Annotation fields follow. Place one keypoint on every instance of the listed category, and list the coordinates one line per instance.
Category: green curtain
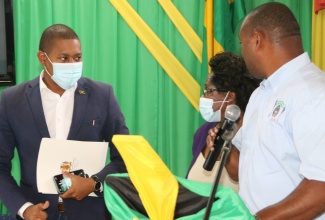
(153, 105)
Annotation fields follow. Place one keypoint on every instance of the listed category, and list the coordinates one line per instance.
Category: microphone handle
(218, 144)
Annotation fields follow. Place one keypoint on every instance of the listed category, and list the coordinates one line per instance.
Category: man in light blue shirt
(281, 145)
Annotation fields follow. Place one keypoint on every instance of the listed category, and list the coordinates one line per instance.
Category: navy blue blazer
(23, 125)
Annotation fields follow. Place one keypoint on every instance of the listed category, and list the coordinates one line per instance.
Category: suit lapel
(79, 109)
(35, 103)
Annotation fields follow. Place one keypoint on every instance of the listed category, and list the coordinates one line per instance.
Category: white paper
(89, 156)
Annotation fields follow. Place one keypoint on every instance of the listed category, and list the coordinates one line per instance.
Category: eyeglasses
(208, 91)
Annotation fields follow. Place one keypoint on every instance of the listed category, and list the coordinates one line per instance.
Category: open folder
(55, 155)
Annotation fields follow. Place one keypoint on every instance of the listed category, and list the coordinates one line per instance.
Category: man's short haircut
(54, 32)
(275, 19)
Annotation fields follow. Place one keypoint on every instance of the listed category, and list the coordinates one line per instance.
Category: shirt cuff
(23, 208)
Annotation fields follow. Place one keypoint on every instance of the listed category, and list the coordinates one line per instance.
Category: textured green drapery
(153, 105)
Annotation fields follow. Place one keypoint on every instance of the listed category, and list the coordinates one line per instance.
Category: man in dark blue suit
(63, 105)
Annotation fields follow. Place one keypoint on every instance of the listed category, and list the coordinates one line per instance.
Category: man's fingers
(44, 206)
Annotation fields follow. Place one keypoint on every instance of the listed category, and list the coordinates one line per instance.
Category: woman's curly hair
(229, 73)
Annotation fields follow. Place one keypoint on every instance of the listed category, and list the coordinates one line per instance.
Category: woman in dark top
(228, 83)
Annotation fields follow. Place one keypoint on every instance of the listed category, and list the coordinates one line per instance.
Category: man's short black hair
(56, 31)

#### [ASSIGNMENT]
Please output every record above exactly. Leave the pictures out.

#### [YOUR RESPONSE]
Annotation fields follow. Place one keypoint on every instance of the listed category, and list the coordinates one line per instance.
Category: green curtain
(153, 105)
Annotation fields follow. Place one keypoint on every instance of the listed category, and list the coordinates one line per instance.
Category: microphone handle
(218, 144)
Annotation fields follow. Place one keypoint on every instance of the listed category, and list the coordinates one line per instance.
Category: man in light blue shirt
(281, 145)
Annotation fields follow. Place one keypoint on every instance of the listed category, and list the coordinates one line per instance.
Category: navy blue blazer
(23, 125)
Annotation fields follow. Place one keypoint on every instance of the listed category, and list the coordinates one line per instance.
Category: suit lapel
(79, 109)
(35, 103)
Annotation fields follow. Place one keypoint on every instance of the listed category, and list the coordinates one line per instance.
Category: white paper
(89, 156)
Annotation fields follow. Place one keypoint on every instance of the listed category, and list the coordinates one line per instance.
Category: eyeglasses
(208, 91)
Annotation fields follow. Place one keypoint on every instance of the listed category, and list the coordinates one line per instance.
Category: open folder
(55, 155)
Annotation fields follow. Place one keypoint on every instance of the listed category, and list the coordinates one line per instance.
Category: man's short haircut
(54, 32)
(275, 19)
Annotation fields follow. Place one keypoint on every instance of the listed category, and list the coordinates one line per instance.
Category: shirt cuff
(23, 208)
Annotation fields follow. Place one keypoint on every instance of the listed category, and list the coordinates one line per instance.
Category: textured green drapery
(153, 105)
Annotation fields follow. Place one keypoint on every instance of the listed category, and list the coordinates one line per instance.
Category: man in dark blue suit
(63, 105)
Annotation fields follow. Place one keypoint on every instance of the listed category, and list the coordinates one line per instance.
Category: man's fingers
(44, 206)
Annotation fields follow. Place one keypoint on every instance of the listed category, and list the coordinates one line per instance.
Category: woman's curly hair
(229, 73)
Annotation fields follow. Place one keypoint on every instance of the listed category, and list the coordinates one line per instance.
Category: woman in dark top
(228, 83)
Annotation fields follow. Place one keypoint on every instance of the listed category, and list the coordinates one line per instance.
Category: man's short black hair
(56, 31)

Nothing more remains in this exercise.